• **Problem statement**: Please print the records below exactly as they are.

• **Extracted information**:

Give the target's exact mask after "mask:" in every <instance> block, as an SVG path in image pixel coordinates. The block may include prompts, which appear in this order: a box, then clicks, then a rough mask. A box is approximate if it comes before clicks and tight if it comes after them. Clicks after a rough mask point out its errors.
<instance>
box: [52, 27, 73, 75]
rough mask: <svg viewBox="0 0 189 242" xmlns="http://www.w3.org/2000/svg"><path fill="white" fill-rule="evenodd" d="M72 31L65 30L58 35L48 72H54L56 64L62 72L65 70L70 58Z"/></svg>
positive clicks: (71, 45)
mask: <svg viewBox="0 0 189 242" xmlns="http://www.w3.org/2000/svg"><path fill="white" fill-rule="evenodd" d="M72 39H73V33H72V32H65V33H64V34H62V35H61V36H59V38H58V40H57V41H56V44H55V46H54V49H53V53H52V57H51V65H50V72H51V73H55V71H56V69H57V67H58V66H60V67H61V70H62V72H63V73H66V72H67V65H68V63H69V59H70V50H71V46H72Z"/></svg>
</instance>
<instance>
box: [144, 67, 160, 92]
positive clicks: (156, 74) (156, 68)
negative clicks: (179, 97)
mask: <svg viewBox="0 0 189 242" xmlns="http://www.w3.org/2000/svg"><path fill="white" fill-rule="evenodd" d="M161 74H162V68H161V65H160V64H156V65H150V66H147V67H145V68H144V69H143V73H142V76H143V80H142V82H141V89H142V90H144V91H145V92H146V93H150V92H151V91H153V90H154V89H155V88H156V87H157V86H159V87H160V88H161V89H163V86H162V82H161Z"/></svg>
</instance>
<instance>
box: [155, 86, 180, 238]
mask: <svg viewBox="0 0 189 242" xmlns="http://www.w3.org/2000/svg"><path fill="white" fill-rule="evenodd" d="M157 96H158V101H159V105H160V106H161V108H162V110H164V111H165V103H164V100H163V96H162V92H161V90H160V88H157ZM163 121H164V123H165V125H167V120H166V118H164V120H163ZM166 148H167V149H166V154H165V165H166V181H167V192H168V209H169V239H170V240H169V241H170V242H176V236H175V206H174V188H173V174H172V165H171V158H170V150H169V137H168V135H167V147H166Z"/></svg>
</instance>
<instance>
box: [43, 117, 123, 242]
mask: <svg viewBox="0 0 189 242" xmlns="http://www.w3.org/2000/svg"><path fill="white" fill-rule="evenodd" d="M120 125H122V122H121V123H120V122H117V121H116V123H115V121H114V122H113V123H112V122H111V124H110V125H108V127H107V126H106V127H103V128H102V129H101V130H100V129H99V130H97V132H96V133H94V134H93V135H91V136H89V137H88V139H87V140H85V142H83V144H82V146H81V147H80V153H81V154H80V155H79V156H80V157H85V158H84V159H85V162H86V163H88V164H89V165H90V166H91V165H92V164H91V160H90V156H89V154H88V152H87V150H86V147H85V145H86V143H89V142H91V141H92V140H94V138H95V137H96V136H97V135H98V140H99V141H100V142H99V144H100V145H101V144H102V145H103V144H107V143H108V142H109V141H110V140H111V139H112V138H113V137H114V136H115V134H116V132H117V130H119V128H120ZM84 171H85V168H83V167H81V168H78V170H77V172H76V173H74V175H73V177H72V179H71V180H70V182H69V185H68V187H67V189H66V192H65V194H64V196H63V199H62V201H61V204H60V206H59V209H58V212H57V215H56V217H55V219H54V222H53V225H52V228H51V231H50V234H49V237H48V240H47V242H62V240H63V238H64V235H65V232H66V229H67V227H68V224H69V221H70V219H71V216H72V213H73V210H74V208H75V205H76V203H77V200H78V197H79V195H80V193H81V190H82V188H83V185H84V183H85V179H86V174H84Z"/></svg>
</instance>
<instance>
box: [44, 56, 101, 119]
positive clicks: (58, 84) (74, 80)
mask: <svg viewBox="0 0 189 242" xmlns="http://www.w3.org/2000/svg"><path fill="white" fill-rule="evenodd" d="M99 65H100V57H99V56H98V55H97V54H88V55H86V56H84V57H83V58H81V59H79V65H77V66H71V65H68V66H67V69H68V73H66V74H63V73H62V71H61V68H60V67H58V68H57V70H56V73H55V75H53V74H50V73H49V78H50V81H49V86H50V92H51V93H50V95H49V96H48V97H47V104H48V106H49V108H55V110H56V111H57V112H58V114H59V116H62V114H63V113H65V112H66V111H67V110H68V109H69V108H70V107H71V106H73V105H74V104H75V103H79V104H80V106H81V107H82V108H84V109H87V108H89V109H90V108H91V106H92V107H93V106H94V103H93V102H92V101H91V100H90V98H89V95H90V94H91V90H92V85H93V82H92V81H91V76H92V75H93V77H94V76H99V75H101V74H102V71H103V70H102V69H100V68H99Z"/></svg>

• **Your response**:
Give the target's exact mask after "mask:" in every <instance> block, as an SVG path in image pixel coordinates. The block may include prompts, which appear in this order: a box, then clicks, then a rough mask. A box is approximate if it comes before clicks and tight if it comes after them. Clicks after a rough mask point out its errors.
<instance>
box: [52, 27, 73, 75]
rough mask: <svg viewBox="0 0 189 242" xmlns="http://www.w3.org/2000/svg"><path fill="white" fill-rule="evenodd" d="M72 31L65 30L58 35L48 72H54L56 64L62 72L65 70L70 58Z"/></svg>
positive clicks: (71, 45)
mask: <svg viewBox="0 0 189 242" xmlns="http://www.w3.org/2000/svg"><path fill="white" fill-rule="evenodd" d="M72 39H73V33H72V32H65V33H64V34H62V35H61V36H59V38H58V40H57V41H56V44H55V46H54V49H53V53H52V57H51V65H50V72H51V73H55V71H56V69H57V67H58V66H60V67H61V70H62V72H63V73H66V72H67V65H68V63H69V59H70V50H71V46H72Z"/></svg>
</instance>
<instance>
box: [144, 67, 160, 92]
positive clicks: (156, 74) (156, 68)
negative clicks: (179, 97)
mask: <svg viewBox="0 0 189 242" xmlns="http://www.w3.org/2000/svg"><path fill="white" fill-rule="evenodd" d="M161 74H162V68H161V65H160V64H156V65H150V66H147V67H145V68H144V69H143V73H142V76H143V80H142V82H141V89H142V90H144V91H145V92H146V93H150V92H151V91H153V90H154V89H155V88H156V87H157V86H159V87H160V88H161V89H163V86H162V82H161Z"/></svg>
</instance>
<instance>
box: [155, 86, 180, 238]
mask: <svg viewBox="0 0 189 242" xmlns="http://www.w3.org/2000/svg"><path fill="white" fill-rule="evenodd" d="M157 96H158V101H159V105H160V106H161V108H162V110H164V111H165V103H164V100H163V96H162V92H161V90H160V88H157ZM163 121H164V123H165V125H167V120H166V118H164V120H163ZM166 148H167V149H166V154H165V165H166V181H167V192H168V209H169V239H170V240H169V241H170V242H176V236H175V206H174V188H173V174H172V165H171V158H170V150H169V137H168V135H167V147H166Z"/></svg>
</instance>
<instance>
box: [43, 117, 123, 242]
mask: <svg viewBox="0 0 189 242" xmlns="http://www.w3.org/2000/svg"><path fill="white" fill-rule="evenodd" d="M120 125H122V122H121V123H120V122H117V121H116V123H115V121H114V122H113V123H112V122H111V124H110V125H108V127H107V126H106V127H103V128H102V129H101V130H100V129H99V130H97V132H96V133H94V134H93V135H91V136H89V137H88V139H87V140H85V142H83V144H82V146H81V147H80V153H81V154H80V155H79V156H80V157H85V158H84V159H85V162H86V163H88V164H89V165H90V166H91V165H92V164H91V160H90V156H89V154H88V152H87V150H86V147H85V145H86V143H89V142H91V141H92V140H94V138H95V137H96V136H97V135H98V140H99V141H100V142H99V144H100V145H101V144H102V145H103V144H107V143H108V142H109V141H110V140H111V139H112V138H113V137H114V136H115V134H116V132H117V130H119V128H120ZM84 171H85V168H83V167H81V168H78V170H77V172H76V173H74V175H73V177H72V179H71V180H70V182H69V185H68V187H67V189H66V192H65V194H64V196H63V199H62V201H61V204H60V206H59V209H58V212H57V215H56V217H55V219H54V222H53V225H52V228H51V231H50V234H49V237H48V240H47V242H62V240H63V238H64V235H65V232H66V229H67V227H68V224H69V221H70V219H71V216H72V213H73V210H74V208H75V205H76V203H77V200H78V197H79V195H80V193H81V190H82V188H83V185H84V183H85V179H86V174H84Z"/></svg>
</instance>
<instance>
box: [44, 56, 101, 119]
positive clicks: (58, 84) (74, 80)
mask: <svg viewBox="0 0 189 242" xmlns="http://www.w3.org/2000/svg"><path fill="white" fill-rule="evenodd" d="M99 65H100V57H99V56H98V55H97V54H88V55H86V56H84V57H83V58H81V59H79V65H77V66H71V65H68V66H67V69H68V73H66V74H63V73H62V71H61V68H60V67H58V68H57V70H56V73H55V75H53V74H50V73H49V78H50V81H49V86H50V92H51V93H50V95H49V96H48V97H47V104H48V106H49V108H55V110H56V111H57V112H58V114H59V116H62V114H63V113H65V112H66V111H67V110H68V109H69V108H70V107H71V106H73V105H74V104H75V103H79V104H80V106H81V107H82V108H84V109H87V108H89V109H90V108H91V106H92V107H93V106H94V103H93V102H92V101H91V100H90V98H89V95H90V94H91V90H92V85H93V82H92V81H91V76H92V75H93V77H94V76H99V75H101V74H102V71H103V70H102V69H100V68H99Z"/></svg>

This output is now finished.